>>>

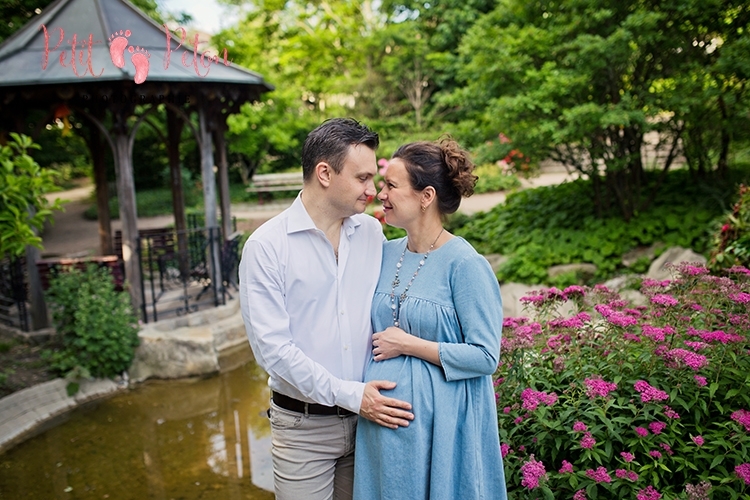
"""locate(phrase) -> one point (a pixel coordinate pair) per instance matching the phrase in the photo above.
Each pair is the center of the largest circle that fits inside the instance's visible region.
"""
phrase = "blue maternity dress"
(451, 450)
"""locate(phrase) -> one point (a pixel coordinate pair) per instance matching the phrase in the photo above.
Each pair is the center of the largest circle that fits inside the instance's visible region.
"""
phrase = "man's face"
(351, 188)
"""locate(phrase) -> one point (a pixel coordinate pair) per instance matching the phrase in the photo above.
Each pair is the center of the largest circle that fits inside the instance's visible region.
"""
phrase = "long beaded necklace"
(396, 309)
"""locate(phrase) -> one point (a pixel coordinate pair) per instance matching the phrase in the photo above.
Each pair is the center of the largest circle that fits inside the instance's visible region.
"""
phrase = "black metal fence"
(13, 293)
(178, 275)
(176, 266)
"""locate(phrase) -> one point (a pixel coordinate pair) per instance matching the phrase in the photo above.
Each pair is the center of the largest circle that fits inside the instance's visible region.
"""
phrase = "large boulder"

<<<

*Exercise prompt*. Rewrite all of the data above, swapping "visible region" for "unoccluded area" at every occurrence and keeping everything else the same. Leave out the pictures.

*Solution to this exercise*.
"""locate(phrase) -> one point (a pixel coordinate pair) per instance matching the phrase in the photo above.
Each pair is the center of the largest circle that fits inside the instance's unoccluded area.
"""
phrase = "blue maternity dress"
(451, 450)
"""locate(phrase) -> one point (a pixel coordinate pair) per instance matching the phrase in the photo above.
Each pair is the center of the largest circle that fits inside the instance's unoccluded area.
"""
phrase = "man's face"
(351, 188)
"""locate(phrase) -> one point (a pixel coordinate pair) per instance matching the phrase in the photo above.
Each pair is the center of the largest circle that fits inside the instance's unoccluded area.
"""
phrase = "long beaded necklace"
(396, 309)
"""locate(phrase) -> one point (a pixel coordinate pair) per instance matching the phrase in the photo above.
Each pair is the center of the largest circle that fits inside the instance's unoccluded area.
"""
phrase = "black metal fence"
(13, 293)
(178, 275)
(176, 266)
"""locate(phrase) -> one point (a pixel coordinate pair) per instance matching the phrase in the photo above.
Each pair is the center of the largest circle that fits inside the instance's unoccluded area.
"""
phrase = "large boulder"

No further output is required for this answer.